▶ **Written problem 1**:
According to the text below on the treatment of juveniles under Indian criminal law, in what year did the Act come into force?

○ ○ ○

This issue of how we treat Juveniles in the criminal system gained steam after the 2012 Delhi Gang Rape Case, in which one of the accused was below the age of 18 and was tried differently as per the criminal law for Juveniles. Succumbing to various protests and pressure, the State finally gave in and introduced the Act, which came in force in 2016. The Act created two parallel systems and if a Juvenile was within the age group of 16-18 ("Relevant Age Group"), s/he could be tried as an adult. The move is in line with the prevalent public sentiment but I would show it falls short of a legal backing. I would like to provide a framework for a constitutional challenge to the Act.

The Act introduces a hierarchal system of offences, offences are categorised into heinous, serious and petty. A heinous offence is one with a minimum punishment of more than seven years. Serious offence has a punishment of more than three years but less than seven years and a petty offence has a punishment less than three years. As per Section 15 of the Act if a Juvenile in the Relevant Age Group commits an heinous offence and the Juvenile Justice Board ("JJB") based on a preliminary report is of the opinion that the Juvenile has the "physical and mental capacity to commit the crime" and "understands the consequences of the offence" s/he shall be tried as an adult.

As per section 18 of the Act if Juvenile in the Relevant Age Group is not to be tried as an adult then the trial would take place in the JJB as per the procedure laid down for a summons trial in Cr.P.C. Further the harshest order that JJB can order is to send the Juvenile to a special home for a maximum period of three years where s/he would be provided with reformative services. Only in an exceptional circumstance the Juvenile is to be sent to a place of safety.

○ ○ ○

▶ **Written problem 2**:
Count the lines of the records below that contain the string "building", treating uppercase and lowercase letters as distinct, and give only the number.

▶ **Source material**:
○ ○ ○

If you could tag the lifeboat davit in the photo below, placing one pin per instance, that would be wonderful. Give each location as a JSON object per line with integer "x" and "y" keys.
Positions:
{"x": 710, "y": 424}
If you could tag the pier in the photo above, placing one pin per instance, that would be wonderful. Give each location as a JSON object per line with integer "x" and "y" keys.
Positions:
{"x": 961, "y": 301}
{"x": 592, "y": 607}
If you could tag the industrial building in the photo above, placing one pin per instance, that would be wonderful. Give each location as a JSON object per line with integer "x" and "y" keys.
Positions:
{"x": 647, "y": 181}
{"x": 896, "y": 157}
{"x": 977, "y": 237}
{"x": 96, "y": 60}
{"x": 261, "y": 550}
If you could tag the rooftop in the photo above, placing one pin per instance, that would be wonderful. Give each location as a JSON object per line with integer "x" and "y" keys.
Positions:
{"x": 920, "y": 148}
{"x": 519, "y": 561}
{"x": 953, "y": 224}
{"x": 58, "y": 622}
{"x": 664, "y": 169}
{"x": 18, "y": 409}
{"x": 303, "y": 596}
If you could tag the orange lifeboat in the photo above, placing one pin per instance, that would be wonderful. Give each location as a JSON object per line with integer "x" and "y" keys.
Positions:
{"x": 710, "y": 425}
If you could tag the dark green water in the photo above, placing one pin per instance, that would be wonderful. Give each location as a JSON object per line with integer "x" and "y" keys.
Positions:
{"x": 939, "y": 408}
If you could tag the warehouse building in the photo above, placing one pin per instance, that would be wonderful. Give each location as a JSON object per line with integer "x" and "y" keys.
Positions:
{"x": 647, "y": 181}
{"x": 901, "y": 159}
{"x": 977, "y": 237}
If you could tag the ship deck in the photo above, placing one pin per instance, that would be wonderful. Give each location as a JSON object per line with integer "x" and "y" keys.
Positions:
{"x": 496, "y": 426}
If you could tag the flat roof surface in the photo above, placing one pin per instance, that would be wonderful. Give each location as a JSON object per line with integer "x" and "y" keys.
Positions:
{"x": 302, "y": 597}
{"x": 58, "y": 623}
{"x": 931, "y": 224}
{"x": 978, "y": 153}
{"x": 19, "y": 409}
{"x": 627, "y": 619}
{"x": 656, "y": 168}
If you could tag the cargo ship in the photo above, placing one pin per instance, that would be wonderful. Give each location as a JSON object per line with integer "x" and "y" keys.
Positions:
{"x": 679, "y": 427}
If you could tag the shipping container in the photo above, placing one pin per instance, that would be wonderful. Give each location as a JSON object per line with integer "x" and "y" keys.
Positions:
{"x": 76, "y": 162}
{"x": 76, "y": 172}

○ ○ ○

▶ **Final answer 1**:
2016

▶ **Final answer 2**:
2